#### Dataset records:
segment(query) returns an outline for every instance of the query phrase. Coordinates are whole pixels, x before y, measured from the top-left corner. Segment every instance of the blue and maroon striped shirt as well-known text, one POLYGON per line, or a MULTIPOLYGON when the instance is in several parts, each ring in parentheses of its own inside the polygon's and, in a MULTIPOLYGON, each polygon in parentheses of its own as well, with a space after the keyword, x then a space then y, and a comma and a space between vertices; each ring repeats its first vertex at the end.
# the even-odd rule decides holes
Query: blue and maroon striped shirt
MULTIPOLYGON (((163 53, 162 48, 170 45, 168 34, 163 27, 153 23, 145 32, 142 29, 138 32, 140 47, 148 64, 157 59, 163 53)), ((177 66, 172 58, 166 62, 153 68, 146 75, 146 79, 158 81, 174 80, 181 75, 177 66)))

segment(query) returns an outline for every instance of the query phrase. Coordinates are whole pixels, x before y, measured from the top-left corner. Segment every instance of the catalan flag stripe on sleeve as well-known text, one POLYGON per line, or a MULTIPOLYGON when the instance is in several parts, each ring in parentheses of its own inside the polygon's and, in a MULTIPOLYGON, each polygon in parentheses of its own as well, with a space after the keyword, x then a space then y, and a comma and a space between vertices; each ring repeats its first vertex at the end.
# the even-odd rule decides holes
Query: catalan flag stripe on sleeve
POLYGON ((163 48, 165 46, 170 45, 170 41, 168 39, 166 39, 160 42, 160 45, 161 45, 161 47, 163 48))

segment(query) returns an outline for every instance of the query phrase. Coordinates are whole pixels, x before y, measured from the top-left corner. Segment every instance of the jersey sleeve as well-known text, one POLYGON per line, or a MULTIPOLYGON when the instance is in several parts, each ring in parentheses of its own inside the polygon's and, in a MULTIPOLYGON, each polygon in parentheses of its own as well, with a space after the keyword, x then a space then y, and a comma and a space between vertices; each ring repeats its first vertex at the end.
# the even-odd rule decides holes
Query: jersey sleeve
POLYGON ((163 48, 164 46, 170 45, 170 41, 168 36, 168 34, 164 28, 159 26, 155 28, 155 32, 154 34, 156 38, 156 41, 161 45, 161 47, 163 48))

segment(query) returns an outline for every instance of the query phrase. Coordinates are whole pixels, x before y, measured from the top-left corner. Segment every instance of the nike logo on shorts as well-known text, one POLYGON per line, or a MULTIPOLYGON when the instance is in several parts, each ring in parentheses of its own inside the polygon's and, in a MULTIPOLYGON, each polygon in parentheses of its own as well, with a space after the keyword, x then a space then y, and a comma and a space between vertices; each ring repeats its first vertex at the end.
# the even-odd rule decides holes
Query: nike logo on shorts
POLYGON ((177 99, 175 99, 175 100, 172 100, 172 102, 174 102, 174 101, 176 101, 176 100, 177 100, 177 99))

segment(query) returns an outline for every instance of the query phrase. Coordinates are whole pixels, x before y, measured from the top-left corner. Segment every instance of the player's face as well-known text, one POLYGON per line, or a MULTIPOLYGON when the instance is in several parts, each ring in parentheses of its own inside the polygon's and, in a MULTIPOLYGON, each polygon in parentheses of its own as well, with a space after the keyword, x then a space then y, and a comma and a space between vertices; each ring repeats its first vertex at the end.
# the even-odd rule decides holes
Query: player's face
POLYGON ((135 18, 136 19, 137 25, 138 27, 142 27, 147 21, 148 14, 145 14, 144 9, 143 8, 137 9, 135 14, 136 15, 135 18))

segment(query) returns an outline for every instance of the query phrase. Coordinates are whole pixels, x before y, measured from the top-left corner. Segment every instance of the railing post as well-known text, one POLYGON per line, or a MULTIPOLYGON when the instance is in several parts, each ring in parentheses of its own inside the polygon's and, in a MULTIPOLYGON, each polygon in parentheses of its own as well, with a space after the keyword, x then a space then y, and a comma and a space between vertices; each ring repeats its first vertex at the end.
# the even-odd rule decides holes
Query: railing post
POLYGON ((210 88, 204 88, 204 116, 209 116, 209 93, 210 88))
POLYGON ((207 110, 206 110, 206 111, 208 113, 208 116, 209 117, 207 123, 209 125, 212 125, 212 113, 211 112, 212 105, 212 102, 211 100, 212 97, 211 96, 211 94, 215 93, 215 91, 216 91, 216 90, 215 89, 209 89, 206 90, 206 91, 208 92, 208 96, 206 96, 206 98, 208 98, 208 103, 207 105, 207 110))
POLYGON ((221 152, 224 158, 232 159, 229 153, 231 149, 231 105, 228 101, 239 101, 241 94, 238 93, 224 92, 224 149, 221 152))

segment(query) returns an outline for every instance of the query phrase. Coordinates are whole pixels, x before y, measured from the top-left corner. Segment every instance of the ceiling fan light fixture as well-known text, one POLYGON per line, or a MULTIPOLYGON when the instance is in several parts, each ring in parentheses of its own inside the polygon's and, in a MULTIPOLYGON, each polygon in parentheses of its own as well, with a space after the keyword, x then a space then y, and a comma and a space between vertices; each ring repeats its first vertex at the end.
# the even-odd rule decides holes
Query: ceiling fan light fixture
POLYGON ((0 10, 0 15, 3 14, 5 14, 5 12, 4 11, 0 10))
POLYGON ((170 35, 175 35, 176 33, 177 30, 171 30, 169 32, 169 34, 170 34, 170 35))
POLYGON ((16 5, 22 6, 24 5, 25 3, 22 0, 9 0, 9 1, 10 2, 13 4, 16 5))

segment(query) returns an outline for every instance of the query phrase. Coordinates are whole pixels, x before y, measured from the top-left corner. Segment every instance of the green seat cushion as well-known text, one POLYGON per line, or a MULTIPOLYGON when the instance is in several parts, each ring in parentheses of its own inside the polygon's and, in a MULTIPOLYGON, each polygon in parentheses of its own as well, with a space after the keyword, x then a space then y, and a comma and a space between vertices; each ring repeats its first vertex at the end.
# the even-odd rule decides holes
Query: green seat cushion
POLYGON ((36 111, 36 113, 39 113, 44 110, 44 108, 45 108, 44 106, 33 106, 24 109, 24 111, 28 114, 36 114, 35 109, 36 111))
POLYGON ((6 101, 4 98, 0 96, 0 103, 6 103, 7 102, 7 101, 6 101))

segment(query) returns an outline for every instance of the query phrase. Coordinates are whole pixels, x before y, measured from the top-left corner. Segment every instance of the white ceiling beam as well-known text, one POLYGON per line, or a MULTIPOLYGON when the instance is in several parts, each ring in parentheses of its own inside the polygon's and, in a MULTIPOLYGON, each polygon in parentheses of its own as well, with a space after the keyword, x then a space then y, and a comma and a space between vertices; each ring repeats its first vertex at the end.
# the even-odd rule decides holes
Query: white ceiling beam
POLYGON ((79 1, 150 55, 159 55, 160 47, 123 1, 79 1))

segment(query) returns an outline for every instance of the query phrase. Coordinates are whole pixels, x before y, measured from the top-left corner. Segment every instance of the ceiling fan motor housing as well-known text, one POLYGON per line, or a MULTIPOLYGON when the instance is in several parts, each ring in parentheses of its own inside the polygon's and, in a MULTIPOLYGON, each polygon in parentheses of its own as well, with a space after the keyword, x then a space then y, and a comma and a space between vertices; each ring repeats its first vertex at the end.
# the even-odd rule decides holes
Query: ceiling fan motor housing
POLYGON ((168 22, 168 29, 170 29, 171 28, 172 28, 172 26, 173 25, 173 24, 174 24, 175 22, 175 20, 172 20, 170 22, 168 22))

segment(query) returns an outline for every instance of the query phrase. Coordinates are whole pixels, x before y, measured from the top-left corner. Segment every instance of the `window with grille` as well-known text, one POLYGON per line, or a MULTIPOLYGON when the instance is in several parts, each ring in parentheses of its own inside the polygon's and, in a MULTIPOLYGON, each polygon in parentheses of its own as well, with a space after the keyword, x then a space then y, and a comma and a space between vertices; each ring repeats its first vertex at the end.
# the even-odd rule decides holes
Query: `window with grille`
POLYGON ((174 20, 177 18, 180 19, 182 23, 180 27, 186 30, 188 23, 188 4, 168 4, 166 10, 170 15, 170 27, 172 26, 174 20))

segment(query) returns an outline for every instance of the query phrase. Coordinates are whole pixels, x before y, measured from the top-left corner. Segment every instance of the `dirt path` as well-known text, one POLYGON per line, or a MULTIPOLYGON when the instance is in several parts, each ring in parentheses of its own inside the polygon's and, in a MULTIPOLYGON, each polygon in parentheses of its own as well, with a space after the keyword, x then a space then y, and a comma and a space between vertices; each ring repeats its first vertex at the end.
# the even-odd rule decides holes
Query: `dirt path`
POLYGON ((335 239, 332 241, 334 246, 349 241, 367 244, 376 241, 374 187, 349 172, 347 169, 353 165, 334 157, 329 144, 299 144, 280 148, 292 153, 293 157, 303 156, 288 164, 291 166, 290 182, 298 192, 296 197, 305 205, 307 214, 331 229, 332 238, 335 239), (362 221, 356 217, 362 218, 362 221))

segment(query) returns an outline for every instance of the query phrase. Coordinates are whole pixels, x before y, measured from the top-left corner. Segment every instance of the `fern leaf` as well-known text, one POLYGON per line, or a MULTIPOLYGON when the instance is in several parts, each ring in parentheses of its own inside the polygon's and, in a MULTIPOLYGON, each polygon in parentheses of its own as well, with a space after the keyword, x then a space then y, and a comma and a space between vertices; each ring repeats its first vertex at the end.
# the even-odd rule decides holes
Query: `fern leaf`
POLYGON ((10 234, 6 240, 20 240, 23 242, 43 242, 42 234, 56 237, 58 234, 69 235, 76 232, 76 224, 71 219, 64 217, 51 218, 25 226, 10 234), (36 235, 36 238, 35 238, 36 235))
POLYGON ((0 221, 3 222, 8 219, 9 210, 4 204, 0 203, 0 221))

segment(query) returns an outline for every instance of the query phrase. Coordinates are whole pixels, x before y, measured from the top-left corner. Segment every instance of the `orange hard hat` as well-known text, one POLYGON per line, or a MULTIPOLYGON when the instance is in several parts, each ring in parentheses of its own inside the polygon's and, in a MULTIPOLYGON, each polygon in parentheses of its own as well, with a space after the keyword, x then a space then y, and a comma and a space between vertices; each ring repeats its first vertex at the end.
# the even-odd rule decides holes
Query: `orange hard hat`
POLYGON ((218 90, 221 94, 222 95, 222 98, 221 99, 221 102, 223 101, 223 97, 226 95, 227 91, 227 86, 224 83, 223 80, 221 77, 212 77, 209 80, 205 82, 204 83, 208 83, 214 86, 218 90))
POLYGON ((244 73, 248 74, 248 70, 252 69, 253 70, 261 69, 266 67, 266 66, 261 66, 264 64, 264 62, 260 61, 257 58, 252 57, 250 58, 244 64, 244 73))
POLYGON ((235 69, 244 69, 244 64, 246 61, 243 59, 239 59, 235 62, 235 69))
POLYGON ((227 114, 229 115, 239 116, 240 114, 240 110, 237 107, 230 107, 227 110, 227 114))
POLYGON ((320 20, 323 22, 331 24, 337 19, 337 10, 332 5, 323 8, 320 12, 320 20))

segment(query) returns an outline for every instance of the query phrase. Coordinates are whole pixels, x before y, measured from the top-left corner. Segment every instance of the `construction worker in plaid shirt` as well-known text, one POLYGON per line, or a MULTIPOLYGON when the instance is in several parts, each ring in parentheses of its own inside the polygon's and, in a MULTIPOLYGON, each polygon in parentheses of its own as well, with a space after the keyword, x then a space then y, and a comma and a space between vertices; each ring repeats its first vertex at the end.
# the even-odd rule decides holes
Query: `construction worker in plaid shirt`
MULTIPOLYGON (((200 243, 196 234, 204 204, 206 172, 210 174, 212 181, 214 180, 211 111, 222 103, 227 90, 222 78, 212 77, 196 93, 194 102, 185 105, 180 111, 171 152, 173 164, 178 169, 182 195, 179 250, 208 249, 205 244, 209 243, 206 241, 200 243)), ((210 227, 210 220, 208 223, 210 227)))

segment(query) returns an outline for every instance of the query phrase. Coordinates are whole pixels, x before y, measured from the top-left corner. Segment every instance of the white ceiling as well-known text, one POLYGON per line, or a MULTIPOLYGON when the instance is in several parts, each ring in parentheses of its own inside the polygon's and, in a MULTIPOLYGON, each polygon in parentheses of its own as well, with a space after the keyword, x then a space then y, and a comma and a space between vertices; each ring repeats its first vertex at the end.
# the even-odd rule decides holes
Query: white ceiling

#### Set exercise:
Only the lines from the one that contains "white ceiling as" to the end of the entries above should be given again, exactly and in full.

#### Answer to the exercise:
segment(query) returns an outline for every instance of the query phrase. Coordinates are whole pixels, x before y, measured from the top-left corner. Segment every instance of the white ceiling as well-known text, one POLYGON per line, or a MULTIPOLYGON when the instance is in several parts, each ring in parentheses of its own inside the polygon's and, in a MULTIPOLYGON, each polygon in parentheses of its own as well, with a space after the keyword, x then a space then y, and a comma and a space between vertices; each ring repeats its first vertex at the end.
# the even-odd rule decides holes
Query: white ceiling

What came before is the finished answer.